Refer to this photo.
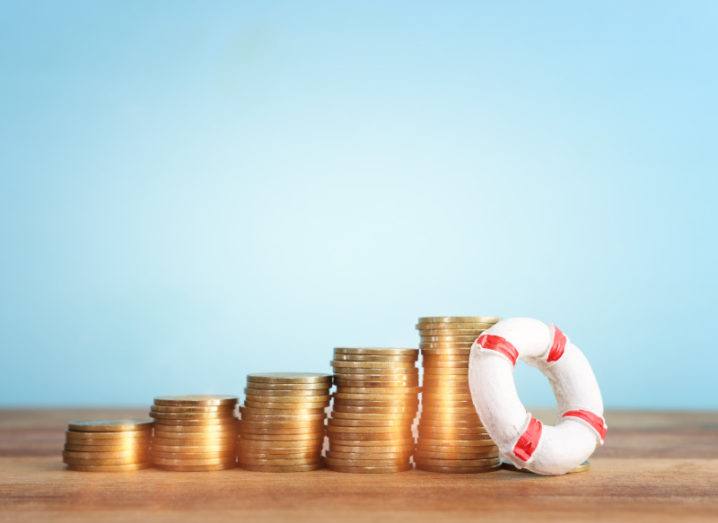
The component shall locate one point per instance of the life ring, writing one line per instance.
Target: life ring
(522, 439)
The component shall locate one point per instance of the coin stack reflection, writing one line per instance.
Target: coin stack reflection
(194, 433)
(374, 407)
(282, 422)
(451, 435)
(107, 445)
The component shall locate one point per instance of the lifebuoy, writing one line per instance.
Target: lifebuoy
(522, 439)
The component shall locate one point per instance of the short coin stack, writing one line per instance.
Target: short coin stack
(451, 435)
(107, 445)
(194, 433)
(375, 404)
(282, 421)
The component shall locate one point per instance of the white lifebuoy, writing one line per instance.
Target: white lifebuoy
(522, 439)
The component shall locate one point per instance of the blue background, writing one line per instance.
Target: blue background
(191, 191)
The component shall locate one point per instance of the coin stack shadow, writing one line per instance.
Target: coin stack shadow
(282, 422)
(107, 445)
(374, 407)
(451, 435)
(194, 433)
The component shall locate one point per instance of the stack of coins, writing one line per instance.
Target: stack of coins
(282, 422)
(108, 445)
(374, 407)
(194, 433)
(451, 435)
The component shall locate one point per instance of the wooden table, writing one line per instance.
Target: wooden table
(656, 466)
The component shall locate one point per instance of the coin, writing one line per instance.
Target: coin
(117, 454)
(338, 429)
(196, 399)
(394, 365)
(108, 468)
(294, 393)
(376, 357)
(268, 385)
(377, 351)
(459, 319)
(289, 377)
(282, 468)
(111, 425)
(338, 467)
(196, 468)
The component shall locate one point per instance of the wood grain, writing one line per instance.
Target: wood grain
(656, 466)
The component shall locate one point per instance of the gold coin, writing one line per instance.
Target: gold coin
(377, 357)
(248, 425)
(194, 430)
(364, 454)
(340, 422)
(434, 462)
(117, 454)
(212, 423)
(108, 468)
(104, 448)
(289, 377)
(441, 432)
(170, 449)
(337, 467)
(367, 429)
(197, 468)
(474, 453)
(459, 319)
(196, 400)
(371, 436)
(365, 396)
(185, 409)
(111, 425)
(459, 470)
(311, 436)
(104, 461)
(454, 442)
(371, 415)
(283, 468)
(218, 460)
(449, 364)
(278, 461)
(107, 438)
(264, 385)
(400, 366)
(296, 393)
(407, 448)
(263, 418)
(174, 416)
(332, 459)
(378, 390)
(291, 399)
(276, 405)
(377, 351)
(224, 454)
(341, 383)
(287, 411)
(309, 455)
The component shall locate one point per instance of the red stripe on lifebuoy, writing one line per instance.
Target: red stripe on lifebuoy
(594, 420)
(528, 441)
(500, 345)
(558, 346)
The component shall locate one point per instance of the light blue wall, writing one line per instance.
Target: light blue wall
(191, 191)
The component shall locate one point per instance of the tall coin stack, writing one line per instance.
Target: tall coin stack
(194, 433)
(282, 422)
(451, 435)
(375, 404)
(108, 445)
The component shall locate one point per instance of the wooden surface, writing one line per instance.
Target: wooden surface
(655, 467)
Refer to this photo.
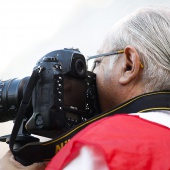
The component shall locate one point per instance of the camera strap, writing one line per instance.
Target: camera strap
(44, 151)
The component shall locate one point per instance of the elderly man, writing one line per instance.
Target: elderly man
(133, 74)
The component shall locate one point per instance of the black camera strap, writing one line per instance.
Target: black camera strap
(22, 110)
(44, 151)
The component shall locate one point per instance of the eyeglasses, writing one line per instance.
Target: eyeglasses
(95, 62)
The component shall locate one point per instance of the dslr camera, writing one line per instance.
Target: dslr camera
(64, 95)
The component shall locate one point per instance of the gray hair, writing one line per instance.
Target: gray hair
(148, 30)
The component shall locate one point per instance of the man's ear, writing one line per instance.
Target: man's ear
(131, 65)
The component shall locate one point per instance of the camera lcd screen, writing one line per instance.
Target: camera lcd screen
(75, 93)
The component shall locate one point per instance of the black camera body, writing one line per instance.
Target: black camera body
(65, 95)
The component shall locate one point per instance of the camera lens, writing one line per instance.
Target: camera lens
(80, 67)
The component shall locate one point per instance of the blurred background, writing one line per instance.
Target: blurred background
(31, 28)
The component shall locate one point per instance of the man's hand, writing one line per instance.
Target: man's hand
(8, 163)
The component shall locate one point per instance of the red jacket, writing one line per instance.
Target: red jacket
(126, 142)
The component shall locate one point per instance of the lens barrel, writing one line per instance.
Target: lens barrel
(11, 94)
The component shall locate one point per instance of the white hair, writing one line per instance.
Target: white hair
(148, 30)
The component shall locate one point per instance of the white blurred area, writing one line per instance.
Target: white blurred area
(31, 28)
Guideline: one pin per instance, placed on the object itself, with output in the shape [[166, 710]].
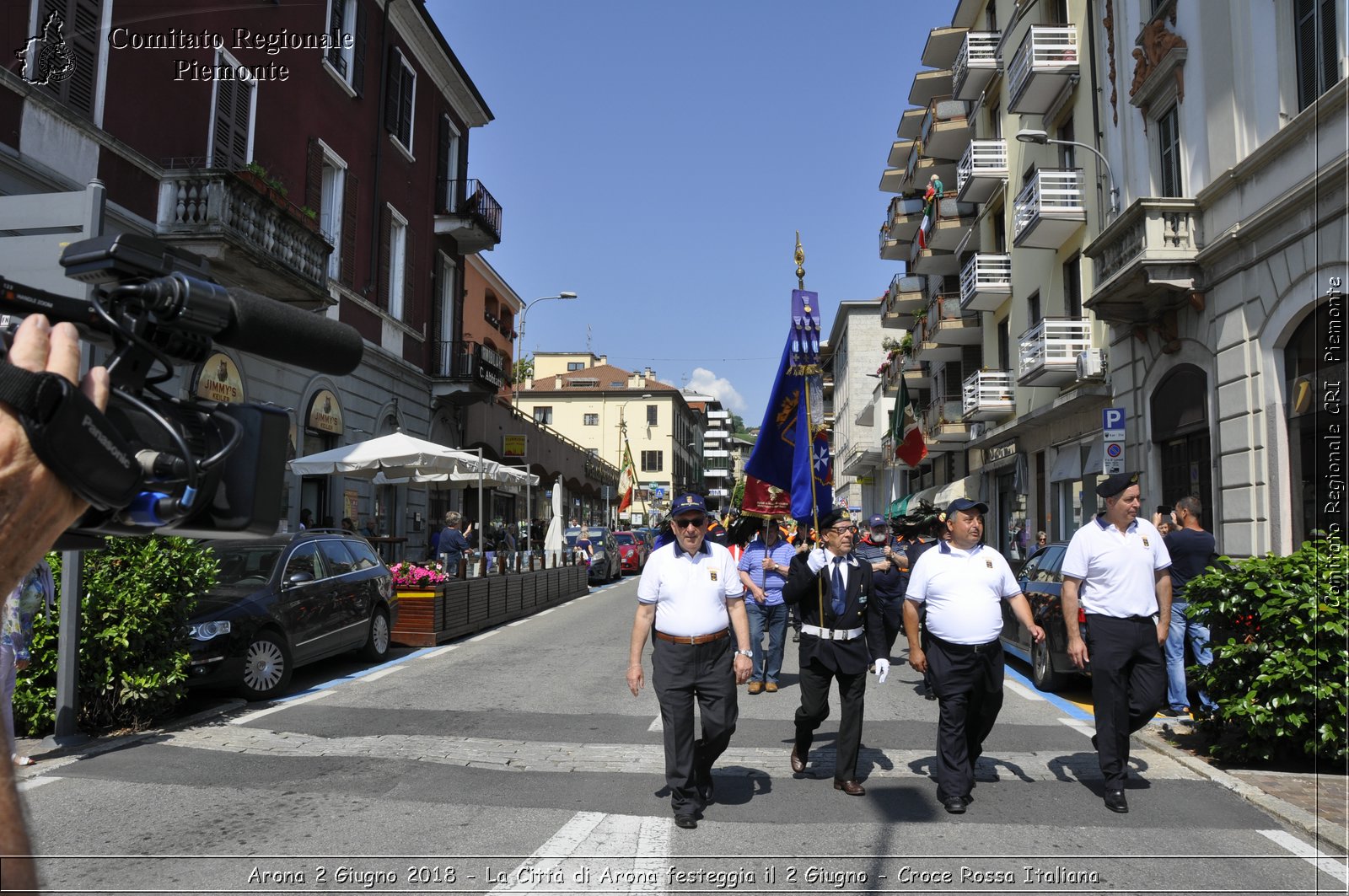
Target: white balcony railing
[[1050, 350]]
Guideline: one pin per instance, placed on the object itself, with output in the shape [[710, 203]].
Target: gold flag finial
[[800, 262]]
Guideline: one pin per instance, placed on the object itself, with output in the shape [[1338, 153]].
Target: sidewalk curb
[[60, 756], [1282, 810]]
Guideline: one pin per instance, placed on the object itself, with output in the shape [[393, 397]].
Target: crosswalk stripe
[[1302, 850]]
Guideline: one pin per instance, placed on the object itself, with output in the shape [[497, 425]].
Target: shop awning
[[1067, 466]]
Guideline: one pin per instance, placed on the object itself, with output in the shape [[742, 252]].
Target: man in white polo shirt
[[962, 583], [1116, 567], [690, 601]]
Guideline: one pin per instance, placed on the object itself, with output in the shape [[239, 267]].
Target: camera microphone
[[253, 323]]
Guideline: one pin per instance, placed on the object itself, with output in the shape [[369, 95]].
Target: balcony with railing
[[946, 130], [985, 282], [467, 372], [981, 170], [1049, 209], [1146, 260], [1050, 351], [470, 215], [1042, 67], [988, 395], [254, 236], [975, 64]]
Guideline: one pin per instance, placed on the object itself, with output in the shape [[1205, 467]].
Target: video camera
[[154, 462]]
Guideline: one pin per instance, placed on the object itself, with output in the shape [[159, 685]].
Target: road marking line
[[35, 781], [287, 705], [1310, 853]]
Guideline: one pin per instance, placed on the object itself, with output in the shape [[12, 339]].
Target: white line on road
[[35, 781], [308, 698], [1016, 687], [1310, 853]]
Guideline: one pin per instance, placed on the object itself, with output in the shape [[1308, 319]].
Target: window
[[1072, 287], [76, 29], [231, 126], [397, 266], [398, 99], [1315, 46]]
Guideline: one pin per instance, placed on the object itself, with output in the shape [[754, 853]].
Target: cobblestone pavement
[[540, 756]]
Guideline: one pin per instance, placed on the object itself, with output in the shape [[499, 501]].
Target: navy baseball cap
[[1117, 483], [965, 503], [690, 503]]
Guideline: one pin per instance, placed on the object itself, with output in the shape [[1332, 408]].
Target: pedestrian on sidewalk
[[762, 570], [691, 604], [1191, 550], [1116, 568], [962, 583], [842, 632]]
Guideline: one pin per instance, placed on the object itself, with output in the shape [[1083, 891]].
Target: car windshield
[[246, 564]]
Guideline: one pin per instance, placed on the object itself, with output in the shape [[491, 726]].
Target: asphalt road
[[517, 761]]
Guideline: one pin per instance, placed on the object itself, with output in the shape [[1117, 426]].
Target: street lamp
[[519, 339], [1029, 135]]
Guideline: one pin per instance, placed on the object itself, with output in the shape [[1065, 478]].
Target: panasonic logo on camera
[[92, 428]]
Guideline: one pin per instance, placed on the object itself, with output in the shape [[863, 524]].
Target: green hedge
[[1279, 663], [137, 598]]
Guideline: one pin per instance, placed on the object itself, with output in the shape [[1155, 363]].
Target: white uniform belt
[[831, 635]]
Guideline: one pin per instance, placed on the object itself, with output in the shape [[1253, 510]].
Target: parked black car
[[1042, 583], [606, 566], [288, 601]]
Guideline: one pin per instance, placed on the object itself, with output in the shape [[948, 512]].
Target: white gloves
[[816, 561]]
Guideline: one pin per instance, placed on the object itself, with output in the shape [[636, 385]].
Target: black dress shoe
[[852, 788]]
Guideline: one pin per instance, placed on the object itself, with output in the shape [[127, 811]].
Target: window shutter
[[386, 233], [357, 56], [348, 231], [314, 175], [393, 89]]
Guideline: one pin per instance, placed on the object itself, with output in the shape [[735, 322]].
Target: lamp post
[[519, 339], [1029, 135]]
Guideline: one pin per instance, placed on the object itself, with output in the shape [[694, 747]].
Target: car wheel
[[377, 646], [266, 667], [1042, 668]]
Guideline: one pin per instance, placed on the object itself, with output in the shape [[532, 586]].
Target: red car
[[632, 550]]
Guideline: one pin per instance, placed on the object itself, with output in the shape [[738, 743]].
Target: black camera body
[[152, 462]]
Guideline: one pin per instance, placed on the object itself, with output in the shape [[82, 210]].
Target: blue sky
[[658, 159]]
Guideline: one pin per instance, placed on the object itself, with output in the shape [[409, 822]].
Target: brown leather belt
[[692, 639]]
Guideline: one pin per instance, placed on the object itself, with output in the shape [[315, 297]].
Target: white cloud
[[710, 384]]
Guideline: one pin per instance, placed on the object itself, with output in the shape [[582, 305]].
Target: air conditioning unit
[[1092, 363]]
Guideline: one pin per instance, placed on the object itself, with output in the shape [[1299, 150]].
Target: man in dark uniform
[[691, 604], [842, 630], [889, 571], [964, 583], [1116, 567]]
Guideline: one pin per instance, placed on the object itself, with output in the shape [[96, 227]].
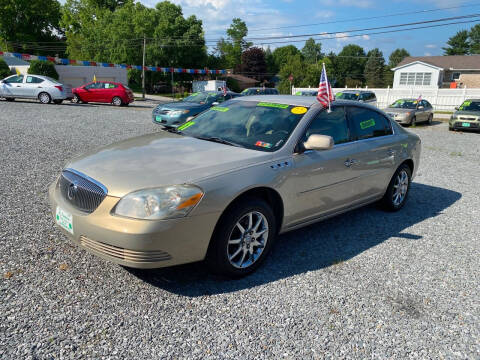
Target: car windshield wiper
[[218, 140]]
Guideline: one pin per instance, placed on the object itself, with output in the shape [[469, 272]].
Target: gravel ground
[[366, 284]]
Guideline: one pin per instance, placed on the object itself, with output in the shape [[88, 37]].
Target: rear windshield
[[404, 104], [469, 105], [254, 125], [347, 96]]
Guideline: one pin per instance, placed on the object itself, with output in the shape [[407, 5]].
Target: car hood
[[161, 159], [466, 112], [398, 111], [184, 105]]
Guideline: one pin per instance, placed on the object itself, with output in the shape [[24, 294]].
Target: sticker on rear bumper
[[64, 219]]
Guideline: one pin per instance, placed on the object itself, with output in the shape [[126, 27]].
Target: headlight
[[166, 202], [178, 112]]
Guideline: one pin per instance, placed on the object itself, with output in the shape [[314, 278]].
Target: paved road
[[366, 284]]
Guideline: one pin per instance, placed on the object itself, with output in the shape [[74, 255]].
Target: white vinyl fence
[[441, 99]]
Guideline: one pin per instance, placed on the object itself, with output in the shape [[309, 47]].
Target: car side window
[[333, 124], [33, 80], [368, 123], [14, 79]]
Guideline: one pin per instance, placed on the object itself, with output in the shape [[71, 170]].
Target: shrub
[[4, 69], [45, 68]]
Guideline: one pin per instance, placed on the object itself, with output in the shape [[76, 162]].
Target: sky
[[276, 18]]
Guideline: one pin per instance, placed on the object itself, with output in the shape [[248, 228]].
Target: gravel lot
[[366, 284]]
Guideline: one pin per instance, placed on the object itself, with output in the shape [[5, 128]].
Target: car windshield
[[253, 125], [201, 98], [347, 96], [469, 105], [404, 104]]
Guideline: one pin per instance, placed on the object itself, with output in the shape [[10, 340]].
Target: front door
[[323, 180]]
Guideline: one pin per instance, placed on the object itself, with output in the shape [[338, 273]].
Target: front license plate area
[[64, 219]]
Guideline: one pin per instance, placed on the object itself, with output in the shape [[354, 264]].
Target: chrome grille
[[124, 254], [81, 192]]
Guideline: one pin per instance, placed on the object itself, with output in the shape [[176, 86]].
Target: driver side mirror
[[318, 142]]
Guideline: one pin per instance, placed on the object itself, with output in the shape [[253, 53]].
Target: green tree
[[474, 36], [374, 69], [4, 69], [100, 34], [312, 51], [253, 63], [397, 56], [26, 23], [350, 63], [283, 53], [231, 49], [458, 44], [45, 68]]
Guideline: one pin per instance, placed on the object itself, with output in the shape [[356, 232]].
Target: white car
[[43, 88]]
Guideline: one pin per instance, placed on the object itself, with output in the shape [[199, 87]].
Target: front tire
[[44, 98], [117, 101], [242, 238], [398, 189]]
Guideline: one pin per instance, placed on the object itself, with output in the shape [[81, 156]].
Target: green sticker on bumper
[[279, 106], [367, 123], [186, 125], [222, 109]]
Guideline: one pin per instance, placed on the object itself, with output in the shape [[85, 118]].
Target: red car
[[103, 91]]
------------
Reproduce the part of the listing that opens with the line containing "shape [[409, 822]]." and closes with the line containing "[[333, 124], [33, 80], [368, 123], [14, 79]]", swapping every "pin" for "point" and changing nothing else. Leave the pictures out.

Guideline: one point per instance, placed on the object itself, with output in the shape [[409, 822]].
Target: brown leather belt
[[692, 639]]
Guideline: one point per instance, placed on the object itself, with output in the shape [[315, 297]].
Target: white cloud
[[710, 384]]
Guideline: one point per instance, placed on the object itself, with output in the shape [[582, 305]].
Target: air conditioning unit
[[1092, 363]]
Guideline: one point per instance, placed on the object itself, with output in the shape [[1299, 150]].
Target: man in dark uniform
[[691, 604], [842, 630], [889, 571], [964, 583], [1116, 567]]
Guideline: one point per instance, placed on the object itself, with output in the shape [[96, 227]].
Target: car windshield wiper
[[218, 140]]
Guideline: one point per instance, placed on the object itself, with output in the shape [[469, 272]].
Target: gravel ground
[[366, 284]]
Guideline: one point per instance, placed on the object itself, with output in the shape [[88, 37]].
Target: rear windshield
[[404, 104], [469, 105], [254, 125], [347, 96]]
Guideline: one point per instance, placed on the object itself, with output in the shape [[407, 5]].
Target: car hood
[[161, 159], [466, 112], [398, 111], [184, 105]]
Guideline: one point per instance, placed on the object itself, with output in the shape [[24, 294]].
Target: sticker on rear bumper
[[64, 219]]
Guideline: one point per instance, placed on the object itself, with output in the shape [[126, 27]].
Target: headlight
[[166, 202], [178, 112]]
Guideline: one point per instance, placed on the object itself, with output in the shape [[314, 278]].
Target: paved road
[[366, 284]]
Guideline: one point per instance, placed on the object itself, with output in the shape [[74, 255]].
Target: white vinyl fence
[[441, 99]]
Guideline: one point per instance, placed on the object itself, with output in the shape [[309, 47]].
Target: car side window
[[333, 124], [33, 80], [368, 123], [14, 79]]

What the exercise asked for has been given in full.